Repeat the lines below, swapping every "pin" for "marker" and keeping everything else the same.

* START *

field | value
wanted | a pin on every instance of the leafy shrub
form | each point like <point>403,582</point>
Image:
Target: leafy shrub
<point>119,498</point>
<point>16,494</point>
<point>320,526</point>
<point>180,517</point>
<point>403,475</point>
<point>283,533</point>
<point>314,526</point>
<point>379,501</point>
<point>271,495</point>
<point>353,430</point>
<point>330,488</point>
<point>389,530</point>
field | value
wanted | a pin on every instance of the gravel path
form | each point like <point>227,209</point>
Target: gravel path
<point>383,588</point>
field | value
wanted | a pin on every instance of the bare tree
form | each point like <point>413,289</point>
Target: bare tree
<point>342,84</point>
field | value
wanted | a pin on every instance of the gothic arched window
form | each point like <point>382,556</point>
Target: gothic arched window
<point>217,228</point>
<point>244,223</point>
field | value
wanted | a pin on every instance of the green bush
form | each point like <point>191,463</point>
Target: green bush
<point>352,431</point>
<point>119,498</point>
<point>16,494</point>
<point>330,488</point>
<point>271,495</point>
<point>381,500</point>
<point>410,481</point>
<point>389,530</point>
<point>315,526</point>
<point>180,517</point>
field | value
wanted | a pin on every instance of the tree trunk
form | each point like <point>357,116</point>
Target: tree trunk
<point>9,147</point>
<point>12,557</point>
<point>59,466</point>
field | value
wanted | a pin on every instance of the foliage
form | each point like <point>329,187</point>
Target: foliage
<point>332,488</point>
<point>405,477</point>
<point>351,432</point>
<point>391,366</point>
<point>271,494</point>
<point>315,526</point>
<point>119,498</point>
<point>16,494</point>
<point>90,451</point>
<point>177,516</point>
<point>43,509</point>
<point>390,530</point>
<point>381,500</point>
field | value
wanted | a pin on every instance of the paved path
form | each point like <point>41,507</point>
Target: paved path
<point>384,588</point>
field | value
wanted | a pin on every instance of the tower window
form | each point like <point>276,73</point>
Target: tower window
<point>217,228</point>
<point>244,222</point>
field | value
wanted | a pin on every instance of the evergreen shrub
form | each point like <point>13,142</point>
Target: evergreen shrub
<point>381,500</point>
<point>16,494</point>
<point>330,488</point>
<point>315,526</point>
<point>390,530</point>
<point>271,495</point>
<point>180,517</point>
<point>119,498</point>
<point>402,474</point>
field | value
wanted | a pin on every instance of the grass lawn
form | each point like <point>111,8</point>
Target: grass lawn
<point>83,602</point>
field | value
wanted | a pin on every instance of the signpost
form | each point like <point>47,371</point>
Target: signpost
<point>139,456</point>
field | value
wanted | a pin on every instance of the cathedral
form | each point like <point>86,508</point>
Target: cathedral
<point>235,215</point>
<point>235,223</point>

* END *

### Correct output:
field | value
wanted | a marker on every instance of the leafy shrub
form | each point like <point>403,582</point>
Image:
Target: leafy shrub
<point>119,498</point>
<point>16,494</point>
<point>320,526</point>
<point>180,517</point>
<point>403,475</point>
<point>283,533</point>
<point>314,526</point>
<point>379,501</point>
<point>271,495</point>
<point>353,430</point>
<point>330,488</point>
<point>389,530</point>
field | value
wanted | a marker on every instance of the gravel path
form | each point like <point>227,209</point>
Target: gravel path
<point>383,588</point>
field | value
wanted | a marker on every instance of the bare tree
form | each point like <point>413,289</point>
Target: bare tree
<point>342,84</point>
field | value
wanted | a marker on every instance of the gothic arched window
form | each point like <point>382,556</point>
Target: gothic arched window
<point>217,228</point>
<point>244,223</point>
field | value
wanted | a marker on every instance of the green bush
form | each point like <point>191,463</point>
Target: green bush
<point>352,431</point>
<point>119,498</point>
<point>16,494</point>
<point>330,488</point>
<point>271,495</point>
<point>381,500</point>
<point>410,481</point>
<point>389,530</point>
<point>315,526</point>
<point>180,517</point>
field | value
wanted | a marker on every instance of the tree trunk
form | each point like <point>357,116</point>
Target: tree trunk
<point>9,147</point>
<point>12,557</point>
<point>59,466</point>
field | value
wanted | a marker on every instance of the foliage
form | each point like <point>329,187</point>
Target: foliage
<point>332,488</point>
<point>405,477</point>
<point>351,432</point>
<point>391,366</point>
<point>271,494</point>
<point>315,526</point>
<point>119,498</point>
<point>16,494</point>
<point>90,451</point>
<point>177,516</point>
<point>43,509</point>
<point>390,530</point>
<point>381,500</point>
field | value
wanted | a marker on every instance of the paved path
form | each point like <point>41,507</point>
Target: paved path
<point>384,588</point>
field | value
wanted | a marker on every instance of the tower window
form | each point like <point>276,73</point>
Target: tower window
<point>217,228</point>
<point>244,222</point>
field | value
wanted | a marker on every instance of the evergreen shrub
form | each point like <point>13,142</point>
Target: evergreen shrub
<point>381,500</point>
<point>16,494</point>
<point>330,488</point>
<point>315,526</point>
<point>390,530</point>
<point>271,495</point>
<point>180,517</point>
<point>119,498</point>
<point>402,474</point>
field | value
wanted | a marker on every instance of the grass lawn
form | each point like <point>111,8</point>
Target: grass lawn
<point>83,602</point>
field | value
wanted | a marker on every instance of the signpost
form | each point like <point>47,371</point>
Target: signpost
<point>139,456</point>
field | value
wanted | a marker on every instance of the cathedral
form | each point like <point>86,508</point>
Target: cathedral
<point>235,215</point>
<point>235,223</point>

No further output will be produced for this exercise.